Article:
╔══
C’était en plein milieu d’un mois de novembre tout gris : le grand sourire d’Angélique Boudeville, qui nous fait l’honneur d’être la marraine de Trémolo Magazine. Au milieu d’un agenda pourtant très plein, elle m’a reçue dans le petit studio de l’Opéra Bastille où elle travaille. Tout en sirotant un smoothie poire-fenouil, nous avons parlé musique, carrière et bonheur de chanter.

Propos recueillis par Emmanuelle Bordon

Clarinettiste de formation et diplômée d’une maîtrise de musicologie, Angélique commence ses études de chant au conservatoire de Dijon où elle obtient son DEM en 2011. Elle poursuit ensuite au conservatoire supérieur de Florence, avec Leonardo De Lisi, puis en Suisse, où, à l’issue d’une résidence à l’Opéra studio de Berne, elle obtient un master mention excellence, en 2014. De retour à Paris, elle rejoint l’Académie de l’Opéra de Paris en septembre 2017, pour une résidence de deux ans. Tout en se perfectionnant auprès de Mélanie Jackson, son objectif est de se faire connaître, tant du public que des professionnels. En février dernier, elle a obtenu le deuxième prix du concours Voix Nouvelles, ainsi que le prix du public et le prix des opéras Suisses.

Trémolo Magazine . A quoi ressemble votre quotidien ?

Angélique Boudeville . Ma journée débute entre 10 et 11 h, par un échauffement du corps et de la voix. Vers 11 h, le travail sur partition commence. Le but peut être autant d’apprendre des airs, des rôles, que d’améliorer la diction pour avancer. Par exemple, je sais que lorsque je travaille sur mes voyelles, je gagne du temps pour la suite1. Au quotidien, j’essaye de maintenir un niveau de travail régulier, tous les jours… sauf le dimanche. Ensuite, il y a parfois des concerts et, dans ce cas, il y a des répétitions sur scène ou des représentations, dans l’après-midi ou en soirée. Ou bien c’est moi qui vais assister aux représentations des autres. Ma journée dure souvent une douzaine d’heures, voire plus.
╚══
Extrayez de l'article, sans aucune modification, le passage qui s'ouvre sur les mots contenant « Propos recueillis par » et se clôt sur « des opéras Suisses. ».

Jeu de données:
╔══
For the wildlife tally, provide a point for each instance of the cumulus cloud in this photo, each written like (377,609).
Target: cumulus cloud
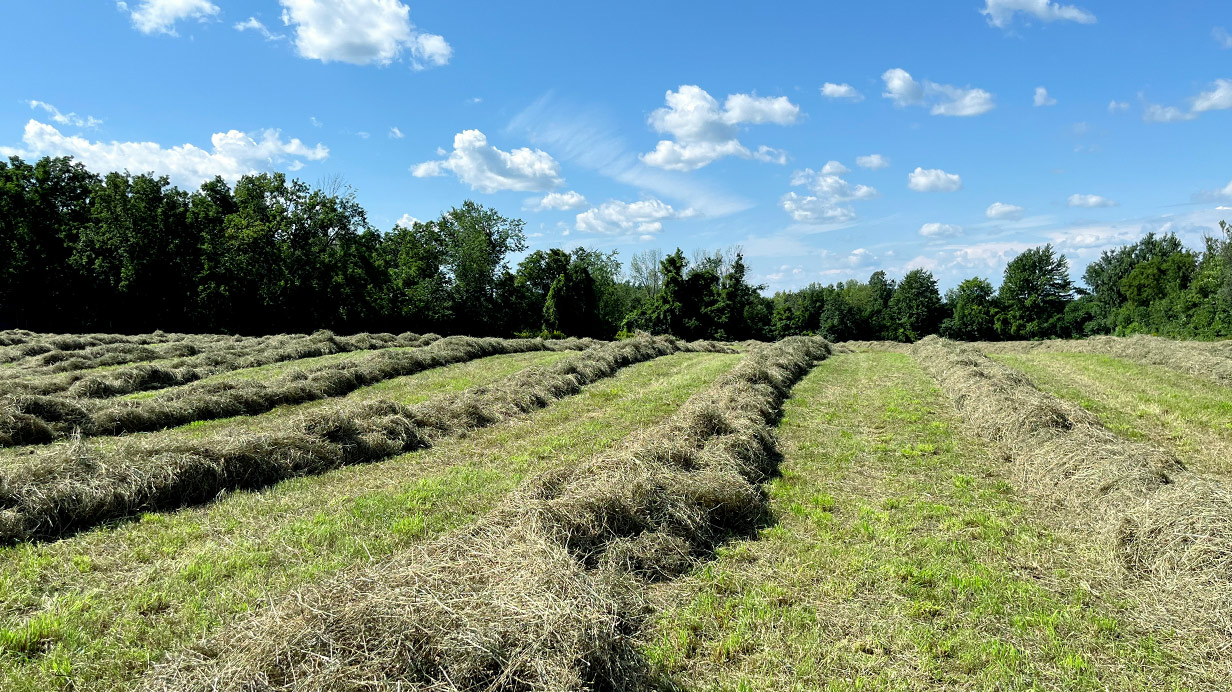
(941,99)
(160,16)
(933,180)
(65,118)
(1222,37)
(1089,201)
(940,230)
(232,154)
(253,24)
(361,32)
(770,155)
(1001,12)
(1217,99)
(488,169)
(1215,195)
(829,196)
(644,217)
(834,168)
(1157,113)
(842,91)
(569,200)
(1003,211)
(702,132)
(872,161)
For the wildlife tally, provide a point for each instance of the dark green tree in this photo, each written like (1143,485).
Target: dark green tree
(1034,294)
(915,307)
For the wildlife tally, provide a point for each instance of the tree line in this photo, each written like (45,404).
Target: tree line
(132,253)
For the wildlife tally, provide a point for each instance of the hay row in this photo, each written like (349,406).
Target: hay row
(53,362)
(43,419)
(545,592)
(74,485)
(249,354)
(26,344)
(1210,361)
(1166,528)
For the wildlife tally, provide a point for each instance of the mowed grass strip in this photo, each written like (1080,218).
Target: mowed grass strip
(96,608)
(899,560)
(1141,402)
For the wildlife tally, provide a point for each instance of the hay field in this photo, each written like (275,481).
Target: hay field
(408,512)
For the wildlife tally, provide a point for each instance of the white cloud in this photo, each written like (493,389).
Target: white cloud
(253,24)
(872,161)
(770,155)
(1222,37)
(1089,201)
(834,168)
(1215,195)
(940,230)
(901,88)
(1003,211)
(702,132)
(232,154)
(828,202)
(1001,12)
(941,99)
(569,200)
(1157,113)
(615,217)
(844,91)
(159,16)
(933,180)
(65,118)
(488,169)
(361,32)
(1217,99)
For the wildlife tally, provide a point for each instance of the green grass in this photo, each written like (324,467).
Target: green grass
(96,608)
(1190,415)
(899,560)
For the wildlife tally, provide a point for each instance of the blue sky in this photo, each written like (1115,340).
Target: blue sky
(827,140)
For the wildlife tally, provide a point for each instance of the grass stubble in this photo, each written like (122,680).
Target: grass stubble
(899,559)
(72,486)
(1166,532)
(546,591)
(95,608)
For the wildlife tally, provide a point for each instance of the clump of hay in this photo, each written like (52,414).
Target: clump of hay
(543,592)
(70,486)
(1211,361)
(1164,523)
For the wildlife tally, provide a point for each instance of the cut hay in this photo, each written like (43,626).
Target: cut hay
(75,485)
(545,592)
(244,397)
(1167,530)
(1211,361)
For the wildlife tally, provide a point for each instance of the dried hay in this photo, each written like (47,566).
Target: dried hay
(1167,528)
(70,486)
(545,592)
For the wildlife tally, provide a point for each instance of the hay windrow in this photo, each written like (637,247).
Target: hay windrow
(1211,361)
(75,485)
(1167,528)
(217,355)
(545,592)
(229,398)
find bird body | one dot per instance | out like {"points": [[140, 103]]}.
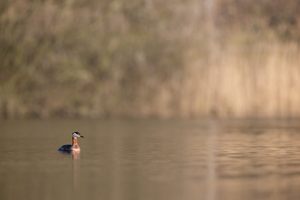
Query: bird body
{"points": [[74, 146]]}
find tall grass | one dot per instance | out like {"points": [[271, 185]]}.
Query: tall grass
{"points": [[148, 59]]}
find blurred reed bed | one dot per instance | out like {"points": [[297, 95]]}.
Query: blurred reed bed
{"points": [[215, 58]]}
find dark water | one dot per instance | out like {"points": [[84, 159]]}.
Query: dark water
{"points": [[150, 160]]}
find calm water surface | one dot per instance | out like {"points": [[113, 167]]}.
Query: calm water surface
{"points": [[150, 160]]}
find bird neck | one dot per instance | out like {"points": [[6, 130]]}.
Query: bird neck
{"points": [[75, 142]]}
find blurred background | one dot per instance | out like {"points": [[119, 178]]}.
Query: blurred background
{"points": [[149, 58], [168, 94]]}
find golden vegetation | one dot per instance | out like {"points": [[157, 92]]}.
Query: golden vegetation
{"points": [[211, 58]]}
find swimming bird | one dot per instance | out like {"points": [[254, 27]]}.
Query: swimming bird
{"points": [[74, 146]]}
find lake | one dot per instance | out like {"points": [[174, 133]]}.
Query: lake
{"points": [[150, 159]]}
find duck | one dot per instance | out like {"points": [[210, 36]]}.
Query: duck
{"points": [[74, 147]]}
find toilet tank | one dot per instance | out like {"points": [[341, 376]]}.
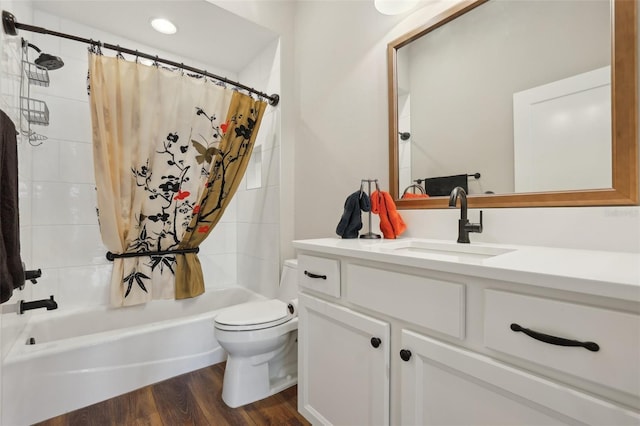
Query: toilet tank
{"points": [[288, 281]]}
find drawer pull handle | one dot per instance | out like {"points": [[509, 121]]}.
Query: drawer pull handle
{"points": [[405, 354], [312, 275], [553, 340]]}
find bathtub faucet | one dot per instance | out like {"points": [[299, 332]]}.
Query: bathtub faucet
{"points": [[49, 303]]}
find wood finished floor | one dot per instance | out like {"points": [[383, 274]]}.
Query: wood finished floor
{"points": [[190, 399]]}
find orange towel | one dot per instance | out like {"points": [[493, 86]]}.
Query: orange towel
{"points": [[391, 223], [410, 195]]}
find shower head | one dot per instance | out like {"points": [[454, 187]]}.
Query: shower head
{"points": [[49, 62], [46, 61]]}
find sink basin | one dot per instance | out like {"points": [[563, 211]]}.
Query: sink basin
{"points": [[438, 248]]}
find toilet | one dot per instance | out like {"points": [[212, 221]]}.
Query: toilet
{"points": [[261, 343]]}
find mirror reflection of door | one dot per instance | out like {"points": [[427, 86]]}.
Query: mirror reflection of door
{"points": [[456, 87]]}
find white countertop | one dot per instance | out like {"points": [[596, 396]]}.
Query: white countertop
{"points": [[601, 273]]}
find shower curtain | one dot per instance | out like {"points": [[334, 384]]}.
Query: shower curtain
{"points": [[169, 153]]}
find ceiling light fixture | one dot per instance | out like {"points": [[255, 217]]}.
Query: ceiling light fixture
{"points": [[394, 7], [163, 26]]}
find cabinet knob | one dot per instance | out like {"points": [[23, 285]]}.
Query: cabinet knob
{"points": [[405, 354]]}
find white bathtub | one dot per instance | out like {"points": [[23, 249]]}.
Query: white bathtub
{"points": [[86, 356]]}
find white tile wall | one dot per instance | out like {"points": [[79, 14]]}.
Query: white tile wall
{"points": [[258, 211], [11, 324]]}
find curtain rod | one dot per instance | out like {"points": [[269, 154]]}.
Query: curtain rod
{"points": [[10, 26]]}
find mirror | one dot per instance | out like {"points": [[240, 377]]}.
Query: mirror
{"points": [[475, 101]]}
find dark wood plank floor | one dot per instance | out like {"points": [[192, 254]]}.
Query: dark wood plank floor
{"points": [[190, 399]]}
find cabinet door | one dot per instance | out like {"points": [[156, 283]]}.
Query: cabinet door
{"points": [[343, 375], [446, 385]]}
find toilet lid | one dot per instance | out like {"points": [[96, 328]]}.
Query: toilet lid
{"points": [[253, 315]]}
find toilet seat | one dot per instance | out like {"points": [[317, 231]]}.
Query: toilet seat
{"points": [[253, 316]]}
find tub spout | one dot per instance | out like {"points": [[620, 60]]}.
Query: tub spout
{"points": [[49, 303]]}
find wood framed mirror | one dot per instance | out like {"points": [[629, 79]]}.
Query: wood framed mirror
{"points": [[528, 163]]}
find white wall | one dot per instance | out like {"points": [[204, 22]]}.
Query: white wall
{"points": [[278, 16], [341, 85]]}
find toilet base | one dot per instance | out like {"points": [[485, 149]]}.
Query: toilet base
{"points": [[249, 379]]}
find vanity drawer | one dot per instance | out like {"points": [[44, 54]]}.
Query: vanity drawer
{"points": [[616, 362], [434, 304], [319, 274]]}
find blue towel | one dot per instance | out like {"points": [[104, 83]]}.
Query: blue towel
{"points": [[351, 220], [11, 271]]}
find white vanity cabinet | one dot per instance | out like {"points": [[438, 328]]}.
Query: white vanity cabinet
{"points": [[447, 353], [344, 357]]}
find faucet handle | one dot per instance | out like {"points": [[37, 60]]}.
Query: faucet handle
{"points": [[474, 227]]}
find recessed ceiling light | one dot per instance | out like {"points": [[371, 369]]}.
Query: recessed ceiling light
{"points": [[163, 26]]}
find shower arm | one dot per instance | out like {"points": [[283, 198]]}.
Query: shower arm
{"points": [[10, 26]]}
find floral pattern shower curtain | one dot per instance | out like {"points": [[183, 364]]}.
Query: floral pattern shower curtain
{"points": [[169, 153]]}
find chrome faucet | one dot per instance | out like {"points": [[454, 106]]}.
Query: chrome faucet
{"points": [[464, 226]]}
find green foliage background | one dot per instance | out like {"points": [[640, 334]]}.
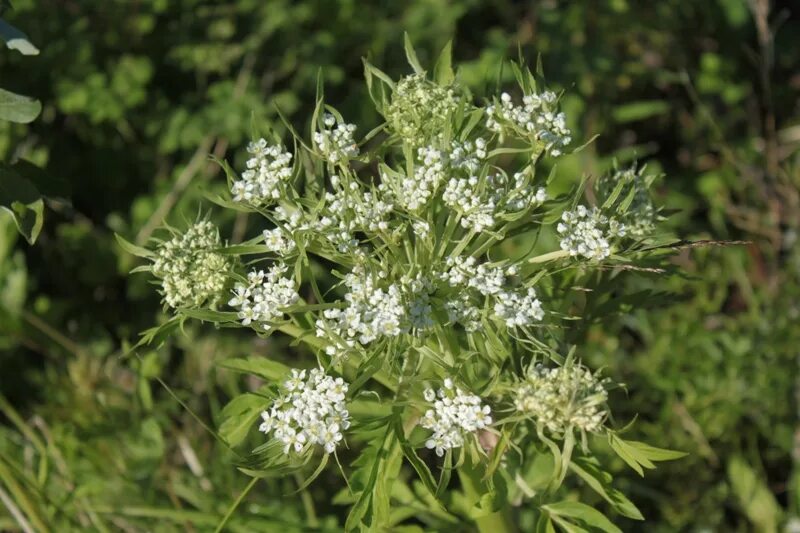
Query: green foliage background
{"points": [[136, 94]]}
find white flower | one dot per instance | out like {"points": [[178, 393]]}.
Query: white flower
{"points": [[265, 295], [536, 117], [518, 308], [335, 142], [268, 170], [310, 411], [587, 232], [563, 398], [191, 272], [371, 312], [455, 414], [276, 241]]}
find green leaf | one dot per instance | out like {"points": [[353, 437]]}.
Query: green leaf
{"points": [[16, 40], [639, 110], [258, 366], [133, 249], [411, 55], [754, 496], [443, 70], [582, 513], [599, 481], [239, 416], [17, 108], [22, 200]]}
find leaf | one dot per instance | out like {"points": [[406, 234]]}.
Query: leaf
{"points": [[599, 481], [639, 110], [22, 200], [16, 40], [582, 513], [638, 454], [17, 108], [238, 416], [133, 249], [443, 70], [755, 498], [258, 366], [411, 55]]}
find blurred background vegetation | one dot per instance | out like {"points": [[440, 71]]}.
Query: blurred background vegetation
{"points": [[136, 94]]}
╚══
Réponse:
Propos recueillis par Emmanuelle Bordon

Clarinettiste de formation et diplômée d’une maîtrise de musicologie, Angélique commence ses études de chant au conservatoire de Dijon où elle obtient son DEM en 2011. Elle poursuit ensuite au conservatoire supérieur de Florence, avec Leonardo De Lisi, puis en Suisse, où, à l’issue d’une résidence à l’Opéra studio de Berne, elle obtient un master mention excellence, en 2014. De retour à Paris, elle rejoint l’Académie de l’Opéra de Paris en septembre 2017, pour une résidence de deux ans. Tout en se perfectionnant auprès de Mélanie Jackson, son objectif est de se faire connaître, tant du public que des professionnels. En février dernier, elle a obtenu le deuxième prix du concours Voix Nouvelles, ainsi que le prix du public et le prix des opéras Suisses.